■ **Provided text**

Mark then covered the universal lines of attack and the use of limb destruction's. Keeping in mind the need for quarter beat strikes in order to overcome the startle flinch response. This is something that is new to a lot of the KM students as they are used to attacking often on a full beat. We then took the techniques to the full conclusion with the attacker ending up at our feet after we had used our choice takedown.

Mark then covered the use of the karambit in terms of close quarter knife work explaining the origins of the tool and then going on to cover various applications. We then went straight into the empty hand applications and did all the techniques using elbow strikes and then using the arm drag to take an attacker down. Mark keeps emphasising the need for commonality of movement in a system. I can say without a doubt that the corner stone of Tactical Edge is the commonality of movement principle. You learn a movement or technique and it’s very nearly the same whether its empty hand, edged or impact weapon. This translates right across the board when using impact tools whether it’s a kubotan, stinger DTL karambit or the T-bot. Mark took a movement and then demonstrated it again and again with an array of tools. The movements doesn’t change which means we don’t have to mentally change gears when given a different problem or when having something close to hand to utilise as a defensive tool.

■ **Your assignment**
Rewrite everything in the training write-up from "Mark then covered the universal" down to "our choice takedown.", changing "takedown" to "throw".

■ **Records**
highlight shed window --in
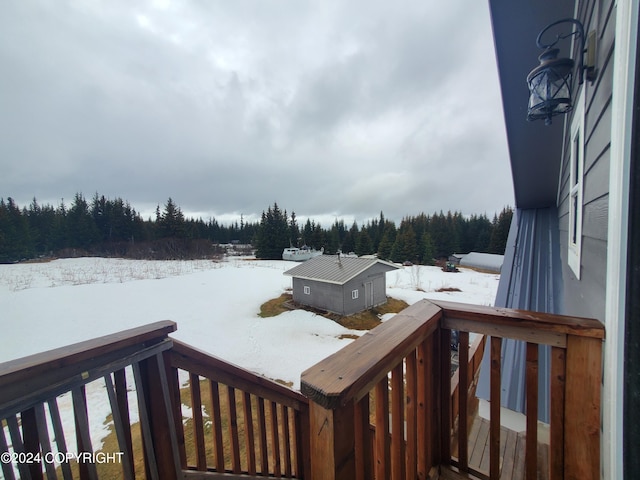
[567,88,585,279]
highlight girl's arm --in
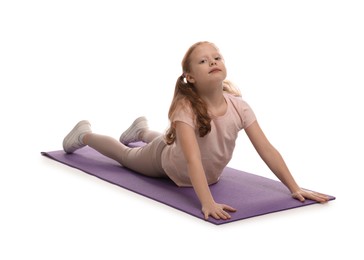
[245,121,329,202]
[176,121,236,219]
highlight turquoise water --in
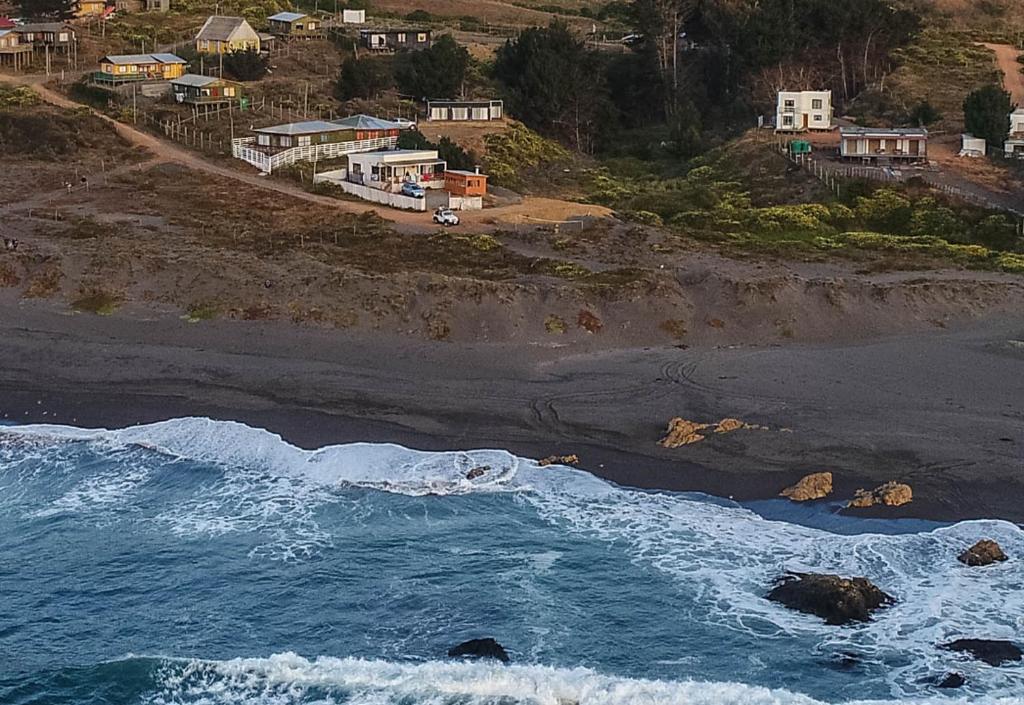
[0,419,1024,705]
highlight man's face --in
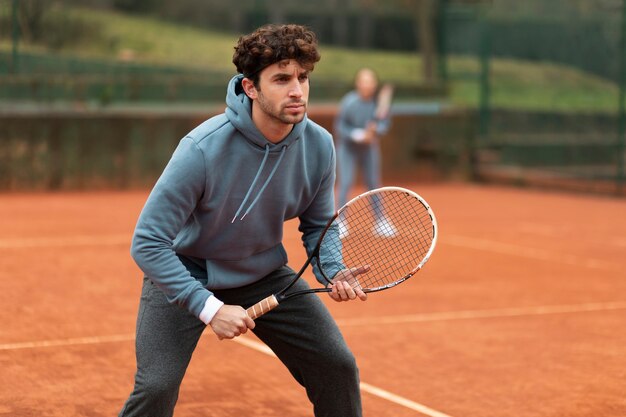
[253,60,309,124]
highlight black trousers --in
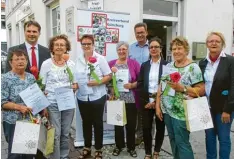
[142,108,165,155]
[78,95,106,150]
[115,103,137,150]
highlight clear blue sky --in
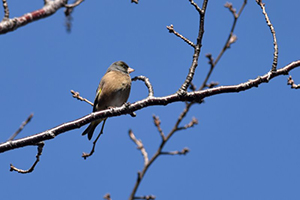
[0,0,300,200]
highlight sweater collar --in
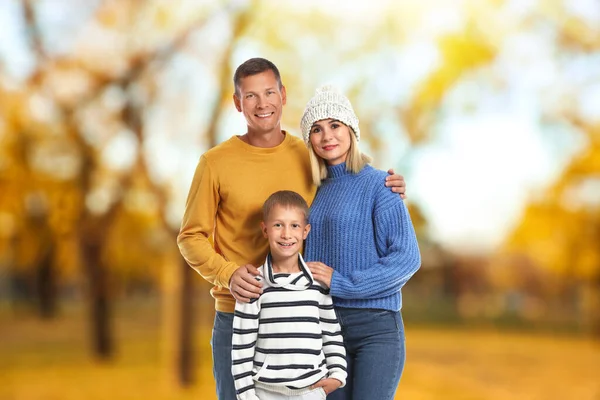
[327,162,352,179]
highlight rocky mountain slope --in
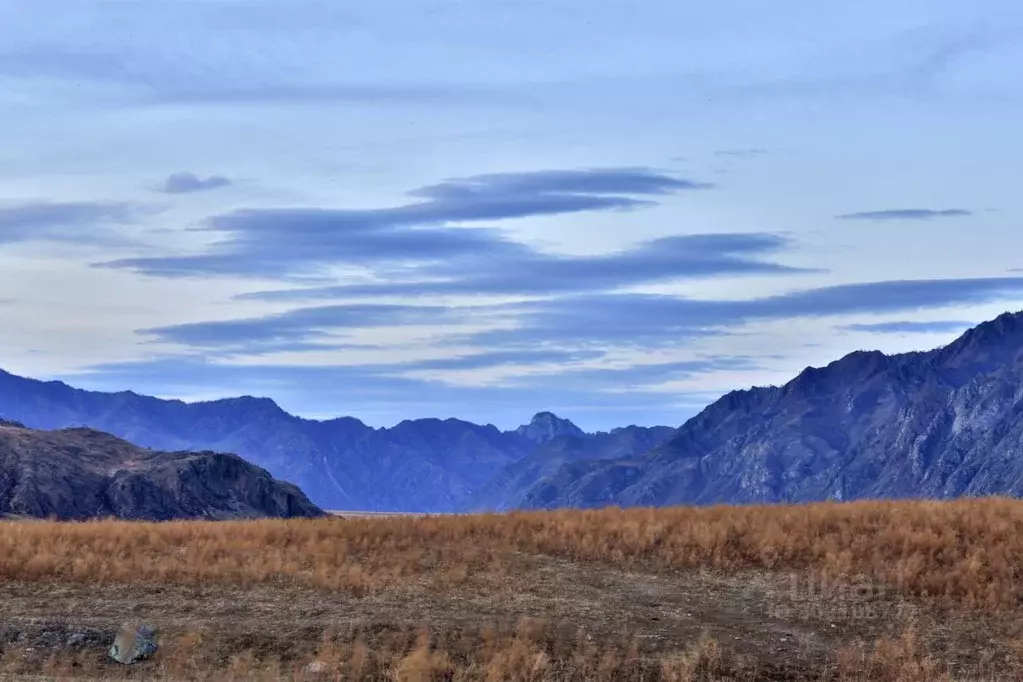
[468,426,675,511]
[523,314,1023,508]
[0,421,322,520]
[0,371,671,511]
==
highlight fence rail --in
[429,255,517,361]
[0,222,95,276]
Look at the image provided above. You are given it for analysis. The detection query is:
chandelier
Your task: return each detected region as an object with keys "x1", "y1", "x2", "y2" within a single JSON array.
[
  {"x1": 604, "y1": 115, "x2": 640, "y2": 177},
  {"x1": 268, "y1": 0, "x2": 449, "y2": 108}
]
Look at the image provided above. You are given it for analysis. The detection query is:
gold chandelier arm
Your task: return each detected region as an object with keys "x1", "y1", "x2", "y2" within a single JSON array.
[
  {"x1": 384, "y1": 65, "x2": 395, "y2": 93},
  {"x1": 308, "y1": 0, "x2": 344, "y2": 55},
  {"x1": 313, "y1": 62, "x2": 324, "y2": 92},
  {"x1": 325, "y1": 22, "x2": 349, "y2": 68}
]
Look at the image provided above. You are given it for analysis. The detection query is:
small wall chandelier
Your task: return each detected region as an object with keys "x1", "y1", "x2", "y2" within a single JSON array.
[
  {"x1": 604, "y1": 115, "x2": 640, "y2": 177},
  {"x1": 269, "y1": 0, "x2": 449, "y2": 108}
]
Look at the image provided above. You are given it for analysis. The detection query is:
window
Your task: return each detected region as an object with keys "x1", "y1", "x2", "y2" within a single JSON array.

■ **Solved exercise**
Mark then covered the universal lines of attack and the use of limb destruction's. Keeping in mind the need for quarter beat strikes in order to overcome the startle flinch response. This is something that is new to a lot of the KM students as they are used to attacking often on a full beat. We then took the techniques to the full conclusion with the attacker ending up at our feet after we had used our choice throw.